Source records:
====

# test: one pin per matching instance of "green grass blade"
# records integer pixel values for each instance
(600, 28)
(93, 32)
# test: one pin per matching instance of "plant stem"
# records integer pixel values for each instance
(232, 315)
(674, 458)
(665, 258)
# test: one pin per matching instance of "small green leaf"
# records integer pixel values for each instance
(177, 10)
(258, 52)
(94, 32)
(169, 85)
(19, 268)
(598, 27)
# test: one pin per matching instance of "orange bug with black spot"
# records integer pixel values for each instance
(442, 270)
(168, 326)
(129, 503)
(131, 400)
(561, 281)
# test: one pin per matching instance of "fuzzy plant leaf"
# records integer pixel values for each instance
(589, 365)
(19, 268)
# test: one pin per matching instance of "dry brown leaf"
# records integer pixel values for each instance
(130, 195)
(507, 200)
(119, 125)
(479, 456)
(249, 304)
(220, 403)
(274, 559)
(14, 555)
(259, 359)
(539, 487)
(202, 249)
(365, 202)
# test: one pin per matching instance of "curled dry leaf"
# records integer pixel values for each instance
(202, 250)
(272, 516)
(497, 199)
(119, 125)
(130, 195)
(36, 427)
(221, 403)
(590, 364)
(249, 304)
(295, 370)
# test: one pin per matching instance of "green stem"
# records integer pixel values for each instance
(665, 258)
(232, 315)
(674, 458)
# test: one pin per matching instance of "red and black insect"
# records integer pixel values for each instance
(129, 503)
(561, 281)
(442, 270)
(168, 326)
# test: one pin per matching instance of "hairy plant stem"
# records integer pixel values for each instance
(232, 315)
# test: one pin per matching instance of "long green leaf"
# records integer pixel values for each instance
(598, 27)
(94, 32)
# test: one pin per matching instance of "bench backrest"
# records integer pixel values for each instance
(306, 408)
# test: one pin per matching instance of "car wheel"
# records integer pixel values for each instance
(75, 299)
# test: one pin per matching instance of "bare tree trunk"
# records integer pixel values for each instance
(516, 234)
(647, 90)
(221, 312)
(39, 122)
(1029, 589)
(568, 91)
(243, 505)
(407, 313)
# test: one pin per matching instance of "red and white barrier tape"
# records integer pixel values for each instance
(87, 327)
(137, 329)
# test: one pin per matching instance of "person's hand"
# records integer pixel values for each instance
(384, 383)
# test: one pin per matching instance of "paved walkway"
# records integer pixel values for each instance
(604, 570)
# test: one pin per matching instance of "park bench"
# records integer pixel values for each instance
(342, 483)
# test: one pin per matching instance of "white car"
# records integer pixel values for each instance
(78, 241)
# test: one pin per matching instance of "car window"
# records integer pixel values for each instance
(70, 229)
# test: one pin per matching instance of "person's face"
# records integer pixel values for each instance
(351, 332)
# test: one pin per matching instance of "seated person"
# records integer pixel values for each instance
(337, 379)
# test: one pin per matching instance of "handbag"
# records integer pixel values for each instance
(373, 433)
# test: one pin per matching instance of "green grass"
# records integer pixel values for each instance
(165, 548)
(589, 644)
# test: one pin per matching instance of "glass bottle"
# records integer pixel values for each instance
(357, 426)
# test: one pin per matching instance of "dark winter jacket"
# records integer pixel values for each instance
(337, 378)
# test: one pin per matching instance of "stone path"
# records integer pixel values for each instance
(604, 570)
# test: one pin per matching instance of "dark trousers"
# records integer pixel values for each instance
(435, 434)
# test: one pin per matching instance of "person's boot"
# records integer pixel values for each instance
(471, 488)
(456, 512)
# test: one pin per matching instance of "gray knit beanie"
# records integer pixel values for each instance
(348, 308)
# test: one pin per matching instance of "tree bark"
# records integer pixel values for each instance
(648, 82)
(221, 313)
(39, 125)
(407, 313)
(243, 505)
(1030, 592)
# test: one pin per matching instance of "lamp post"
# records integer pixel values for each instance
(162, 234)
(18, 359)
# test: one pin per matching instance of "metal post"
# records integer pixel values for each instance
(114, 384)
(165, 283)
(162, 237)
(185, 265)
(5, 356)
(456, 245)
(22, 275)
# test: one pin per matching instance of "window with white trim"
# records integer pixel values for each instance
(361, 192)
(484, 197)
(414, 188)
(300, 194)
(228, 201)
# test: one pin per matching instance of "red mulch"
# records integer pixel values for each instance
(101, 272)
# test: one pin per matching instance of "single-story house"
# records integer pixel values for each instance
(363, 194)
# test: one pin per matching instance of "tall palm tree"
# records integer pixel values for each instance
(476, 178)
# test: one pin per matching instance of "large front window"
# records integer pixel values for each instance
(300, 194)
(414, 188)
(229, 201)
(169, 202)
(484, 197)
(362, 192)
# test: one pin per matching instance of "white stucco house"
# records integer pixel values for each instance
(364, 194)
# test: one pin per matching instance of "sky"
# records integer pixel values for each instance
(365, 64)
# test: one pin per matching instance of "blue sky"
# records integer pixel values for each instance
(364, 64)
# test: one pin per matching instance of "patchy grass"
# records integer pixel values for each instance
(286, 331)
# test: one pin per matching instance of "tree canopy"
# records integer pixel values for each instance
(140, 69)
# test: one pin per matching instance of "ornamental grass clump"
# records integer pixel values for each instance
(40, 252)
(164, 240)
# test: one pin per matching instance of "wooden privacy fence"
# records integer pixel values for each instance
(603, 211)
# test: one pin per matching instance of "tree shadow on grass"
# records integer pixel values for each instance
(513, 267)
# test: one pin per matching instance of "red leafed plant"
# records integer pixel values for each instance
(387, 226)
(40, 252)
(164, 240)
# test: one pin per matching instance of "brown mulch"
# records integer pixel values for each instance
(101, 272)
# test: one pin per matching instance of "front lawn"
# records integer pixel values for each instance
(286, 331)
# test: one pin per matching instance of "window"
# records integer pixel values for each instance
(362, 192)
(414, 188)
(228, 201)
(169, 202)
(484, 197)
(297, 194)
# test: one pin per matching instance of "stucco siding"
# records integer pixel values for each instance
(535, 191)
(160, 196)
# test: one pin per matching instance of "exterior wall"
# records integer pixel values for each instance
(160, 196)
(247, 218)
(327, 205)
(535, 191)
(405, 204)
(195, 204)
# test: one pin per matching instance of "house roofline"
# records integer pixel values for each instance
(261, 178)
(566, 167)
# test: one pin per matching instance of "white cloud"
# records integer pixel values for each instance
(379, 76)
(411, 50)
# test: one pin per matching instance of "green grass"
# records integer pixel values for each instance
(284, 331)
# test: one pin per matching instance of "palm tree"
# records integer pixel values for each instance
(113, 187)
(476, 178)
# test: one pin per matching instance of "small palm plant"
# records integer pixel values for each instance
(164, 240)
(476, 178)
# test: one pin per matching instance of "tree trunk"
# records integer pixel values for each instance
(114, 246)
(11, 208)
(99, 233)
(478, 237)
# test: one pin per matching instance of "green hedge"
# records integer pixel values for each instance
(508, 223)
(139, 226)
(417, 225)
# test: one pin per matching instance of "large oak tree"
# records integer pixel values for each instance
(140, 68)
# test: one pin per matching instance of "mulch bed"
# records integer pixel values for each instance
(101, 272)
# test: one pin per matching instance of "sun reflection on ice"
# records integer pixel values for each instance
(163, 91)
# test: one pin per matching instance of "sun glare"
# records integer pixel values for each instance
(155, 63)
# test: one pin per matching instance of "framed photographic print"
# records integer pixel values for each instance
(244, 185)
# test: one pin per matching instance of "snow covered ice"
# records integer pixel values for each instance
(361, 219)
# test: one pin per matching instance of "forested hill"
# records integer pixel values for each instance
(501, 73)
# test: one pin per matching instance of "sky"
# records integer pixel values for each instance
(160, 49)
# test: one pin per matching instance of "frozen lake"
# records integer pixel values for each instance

====

*Prompt*
From the listing above, reproduce all the lines exactly.

*Exercise result*
# test: one pin per matching instance of "green grass blade"
# records integer pixel values for each instance
(600, 28)
(93, 32)
# test: one pin per matching instance of "plant stem"
# records integer pixel values for each instance
(232, 315)
(674, 458)
(665, 258)
# test: one pin per matching instance of "small green leaf"
# records integer pixel values for each instance
(177, 10)
(258, 52)
(94, 32)
(169, 85)
(19, 268)
(598, 27)
# test: one pin per matching instance of "orange bug with black spot"
# records integer pixel values for each instance
(442, 270)
(168, 326)
(129, 503)
(131, 400)
(561, 281)
# test: one pin per matching instance of "fuzzy plant leaf"
# records integer pixel values for each instance
(589, 365)
(19, 268)
# test: one pin per matching instance of "dry brown leaf"
# records integer pixel values for each instance
(130, 195)
(507, 200)
(119, 125)
(479, 456)
(249, 304)
(220, 403)
(274, 559)
(14, 555)
(259, 359)
(539, 487)
(202, 249)
(365, 202)
# test: one pin per matching instance of "curled dry leaf"
# records integer pixel values for each instance
(202, 250)
(272, 516)
(497, 199)
(119, 125)
(130, 195)
(36, 427)
(221, 403)
(590, 364)
(249, 304)
(295, 370)
# test: one pin per matching instance of "green stem"
# records integer pixel values for each instance
(665, 258)
(232, 315)
(674, 458)
# test: one pin per matching instance of "red and black insect"
# records integer pixel values for each instance
(129, 503)
(561, 281)
(442, 270)
(168, 326)
# test: one pin per matching instance of "hairy plant stem"
# records integer pixel values for each instance
(232, 315)
# test: one pin per matching instance of "long green leaf"
# records integer pixel values for each instance
(598, 27)
(94, 32)
# test: one pin per matching instance of "bench backrest"
# records integer pixel values for each instance
(306, 408)
# test: one pin per matching instance of "car wheel"
# records integer pixel values for each instance
(75, 299)
# test: one pin per matching instance of "bare tree trunk"
# records integer pixel values for each instance
(516, 234)
(647, 90)
(221, 312)
(39, 122)
(1029, 589)
(568, 91)
(243, 505)
(407, 313)
# test: one pin per matching instance of "red and white barrier tape"
# records integer pixel values for each instance
(87, 327)
(137, 329)
# test: one pin per matching instance of "person's hand"
# records integer pixel values for each instance
(384, 383)
# test: one pin per matching instance of "paved walkway"
# records integer pixel values for each instance
(604, 570)
# test: one pin per matching instance of "park bench"
# records integer pixel values for each instance
(342, 483)
# test: one pin per matching instance of "white car"
# records integer pixel values for each instance
(78, 241)
# test: one pin per matching instance of "car window"
# records integer pixel values for each instance
(70, 229)
# test: one pin per matching instance of "person's face"
# records integer pixel values for each instance
(351, 332)
# test: one pin per matching instance of "seated person"
# records integer pixel values for each instance
(337, 379)
# test: one pin per matching instance of "handbag"
# records integer pixel values for each instance
(373, 433)
# test: one pin per matching instance of "green grass"
# records integer pixel values for each instance
(165, 548)
(589, 644)
# test: one pin per matching instance of "glass bottle"
# records integer pixel values for each instance
(357, 426)
# test: one pin per matching instance of "dark winter jacket"
# records integer pixel values for each instance
(337, 378)
# test: one pin per matching instance of "stone path"
# records integer pixel values for each instance
(604, 570)
# test: one pin per matching instance of "dark trousers"
# records integer pixel values for each instance
(435, 434)
# test: one pin per matching instance of "person's boot"
# records integer pixel values for each instance
(471, 488)
(456, 512)
# test: one pin per matching instance of "gray knit beanie"
# records integer pixel values for each instance
(348, 308)
# test: one pin per matching instance of "tree bark"
# records integer pixel values for each instance
(648, 82)
(221, 313)
(39, 125)
(407, 313)
(243, 505)
(1030, 592)
# test: one pin per matching instance of "lamp post"
# records integer pixel values for each instance
(162, 234)
(18, 359)
# test: one pin per matching instance of "metal post"
# records integer pixel values for each instance
(114, 384)
(165, 283)
(162, 237)
(185, 265)
(5, 356)
(456, 245)
(22, 275)
# test: one pin per matching instance of "window with white trim"
# records integer pixel values for each instance
(361, 192)
(484, 197)
(414, 188)
(300, 194)
(228, 201)
# test: one pin per matching instance of "red mulch"
# records integer pixel values for each instance
(101, 272)
# test: one pin per matching instance of "single-story house"
# records integer pixel values for each instance
(363, 194)
# test: one pin per matching instance of "tall palm tree"
# records integer pixel values for each instance
(476, 178)
# test: one pin per matching instance of "large front window"
# records integer pixel values for each instance
(300, 194)
(414, 188)
(229, 201)
(169, 202)
(484, 197)
(362, 192)
# test: one pin per matching instance of "white stucco house"
# records integer pixel values for each instance
(364, 194)
# test: one pin per matching instance of "sky"
# records integer pixel values for each instance
(365, 64)
# test: one pin per matching instance of "blue sky"
# records integer pixel values for each instance
(364, 64)
# test: one pin per matching instance of "patchy grass"
# records integer pixel values for each instance
(286, 331)
# test: one pin per matching instance of "tree canopy"
# records integer pixel values for each instance
(140, 69)
# test: one pin per matching instance of "ornamental grass clump"
# records integer pixel values for each instance
(40, 252)
(164, 240)
# test: one pin per matching instance of "wooden privacy fence"
# records integer pixel values for each instance
(603, 211)
# test: one pin per matching instance of "tree shadow on grass"
# records integer pixel values for each instance
(513, 267)
# test: one pin per matching instance of "red leafed plant"
# records integer pixel values for each instance
(387, 226)
(40, 252)
(164, 240)
# test: one pin per matching instance of "brown mulch"
# records integer pixel values for each instance
(101, 272)
# test: one pin per matching instance of "front lawn"
# records integer pixel values for each instance
(286, 331)
# test: one pin per matching instance of "window"
# records integer pixel values for each instance
(362, 192)
(414, 188)
(228, 201)
(169, 202)
(484, 197)
(297, 194)
# test: one pin per matching instance of "stucco siding"
# records integer pixel values for each instance
(535, 191)
(160, 196)
# test: one pin per matching instance of "exterior wall"
# records integer pixel values for each instance
(160, 196)
(247, 218)
(327, 205)
(535, 191)
(405, 204)
(195, 204)
# test: one pin per matching instance of "house roofline"
# records integer pixel values for each instance
(261, 178)
(566, 167)
# test: one pin per matching instance of "white cloud"
# records integer pixel values for each instance
(379, 76)
(411, 50)
# test: one pin per matching instance of "green grass"
# records integer pixel values for each instance
(284, 331)
# test: one pin per matching instance of "palm tree"
# records integer pixel values for each instance
(113, 187)
(476, 178)
# test: one pin per matching instance of "small palm plant"
# records integer pixel values for each instance
(164, 240)
(476, 178)
# test: one pin per matching instance of "tree trunk"
# records integer pixel values for each instance
(114, 246)
(11, 208)
(99, 233)
(478, 237)
# test: one pin per matching instance of "green hedge"
# records integer pixel values for each instance
(508, 223)
(139, 226)
(417, 225)
# test: one pin per matching instance of "large oak tree"
# records integer pixel values for each instance
(140, 68)
# test: one pin per matching instance of "mulch bed"
# records integer pixel values for each instance
(101, 272)
# test: one pin per matching instance of "sun reflection on ice"
# records integer pixel values for each instance
(163, 91)
# test: one pin per matching instance of "sun glare"
# records integer pixel values for each instance
(155, 63)
# test: one pin per matching instance of "framed photographic print"
# records integer pixel values for each instance
(244, 185)
# test: one pin per matching instance of "snow covered ice"
# records integer pixel values for each instance
(361, 219)
# test: one pin per matching instance of "forested hill"
# records integer pixel values for each instance
(501, 73)
# test: one pin per matching instance of "sky"
# records integer pixel values for each instance
(160, 49)
# test: one pin per matching instance of "frozen lake"
# records integer pixel values for each instance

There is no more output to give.